TASK DETAILS:
Write out the entries below once more, exactly.
──────── EXTRACTED ENTRIES ────────
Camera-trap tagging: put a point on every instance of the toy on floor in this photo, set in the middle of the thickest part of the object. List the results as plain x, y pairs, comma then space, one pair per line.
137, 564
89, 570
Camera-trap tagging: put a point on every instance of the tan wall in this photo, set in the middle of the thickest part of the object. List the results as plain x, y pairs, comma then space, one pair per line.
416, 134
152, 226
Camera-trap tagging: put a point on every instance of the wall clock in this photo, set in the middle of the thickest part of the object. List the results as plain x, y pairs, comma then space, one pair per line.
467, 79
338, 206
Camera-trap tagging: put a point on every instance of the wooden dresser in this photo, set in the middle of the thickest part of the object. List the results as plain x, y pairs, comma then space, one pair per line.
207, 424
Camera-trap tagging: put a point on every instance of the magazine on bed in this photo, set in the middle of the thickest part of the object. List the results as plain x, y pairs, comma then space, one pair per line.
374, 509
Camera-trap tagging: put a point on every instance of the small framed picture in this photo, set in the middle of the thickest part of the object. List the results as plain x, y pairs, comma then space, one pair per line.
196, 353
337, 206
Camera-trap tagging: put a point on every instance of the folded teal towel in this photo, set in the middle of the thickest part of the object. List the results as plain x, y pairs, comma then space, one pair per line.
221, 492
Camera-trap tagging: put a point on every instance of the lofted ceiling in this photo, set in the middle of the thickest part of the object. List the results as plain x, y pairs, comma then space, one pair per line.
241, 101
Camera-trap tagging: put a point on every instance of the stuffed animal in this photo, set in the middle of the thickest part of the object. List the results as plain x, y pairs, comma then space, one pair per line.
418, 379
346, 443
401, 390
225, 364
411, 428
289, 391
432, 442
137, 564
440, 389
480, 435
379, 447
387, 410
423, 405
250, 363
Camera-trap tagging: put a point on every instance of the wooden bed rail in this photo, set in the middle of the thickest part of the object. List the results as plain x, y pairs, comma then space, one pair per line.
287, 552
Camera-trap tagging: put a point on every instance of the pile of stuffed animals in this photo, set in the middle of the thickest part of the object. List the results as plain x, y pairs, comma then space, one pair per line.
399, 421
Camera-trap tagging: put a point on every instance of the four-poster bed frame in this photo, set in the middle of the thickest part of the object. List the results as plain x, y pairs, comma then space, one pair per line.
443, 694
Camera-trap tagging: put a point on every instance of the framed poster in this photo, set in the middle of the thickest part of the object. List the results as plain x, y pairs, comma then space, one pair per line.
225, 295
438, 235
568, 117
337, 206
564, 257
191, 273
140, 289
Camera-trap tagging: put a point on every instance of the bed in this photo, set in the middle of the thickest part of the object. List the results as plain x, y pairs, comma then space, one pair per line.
────────
WORKED SOLUTION:
Camera-trap tagging: put a point on every instance of the toy on floor in this photo, set in the middle of the thickest part of the object. List the results as plain x, y pairs, comma then space, one pair per line.
137, 564
89, 570
Camera-trap tagging: put a point on every instance of the tan wall in this photo, set in the middle of the thickest part of the object. List the results as plain x, y pairs, comma then space, one pair per line.
416, 134
152, 226
Camera-trap tagging: put a point on every instance of the wall clock in this photo, set in the middle of the thickest part of the object. List the results as plain x, y pairs, comma then space, one pair per line.
467, 79
338, 206
Camera-trap tagging: put a point on every instance of the wooden dresser in this photo, set in the middle of the thickest part of the object. List the results as plain x, y pairs, comma then space, one pair per line.
207, 424
Camera-trap tagging: put a point on every instance of the magazine on bed in this photo, set in the middle of the thickest part of the object. List the results as plain x, y pairs, comma then space, one pair per line.
374, 509
Camera-trap tagging: put a point on every instance of the small framed picture in this photo, set in the middle of the thickest part of the object. List the results as plain x, y pairs, comma then space, one pair per line.
196, 353
337, 206
Camera-trap tagging: put a point on every instance of the folded teal towel in this photo, set in the middle of the thickest part of the object. List the results as plain x, y pairs, comma then space, one pair per line.
221, 492
Camera-trap tagging: put a point on every instance of the lofted ceiling in this photo, set in the middle of the thickest part of the object. List the results as plain x, y pairs, comma then space, one pair per line.
241, 101
Camera-trap tagging: put a point on every instance of the stuffed animal in this photo, set in the middle of the thickest part of the object. List the results as plain x, y pairs, comma then space, one pair per line.
418, 379
346, 443
401, 390
225, 364
411, 428
289, 391
432, 442
137, 564
440, 389
480, 435
379, 447
387, 410
423, 405
250, 363
Camera-trap tagging: put a point on every instance of the wooden bed rail in this photo, set in the middle of the thickest part of the object. List the results as plain x, y pairs, comma then space, one pair per line.
287, 552
Camera-trap tagging: put a point on every instance of the pile of stuffed animals in this photo, set in the middle of the thickest part of the object. List the results as plain x, y pairs, comma then space, one pair per line.
399, 421
Camera-trap tagging: put a point on every instance of the four-poster bed frame in this photo, set in the middle of the thickest part of the object. List the results as plain x, y pairs, comma then space, one pair per line.
443, 694
Camera-trap tagging: put a point on every instance of the framed poster in this photo, set in the middle of the thickest part of the object. List the results as plain x, y pairs, comma then space, one pair per line.
225, 295
438, 235
568, 117
337, 206
564, 257
191, 273
140, 289
Camera-trap tagging: put a point on every instance of the bed in this photo, set in the middle of the thickest part of the object. List the results as plain x, y pairs, comma then space, one pair per line.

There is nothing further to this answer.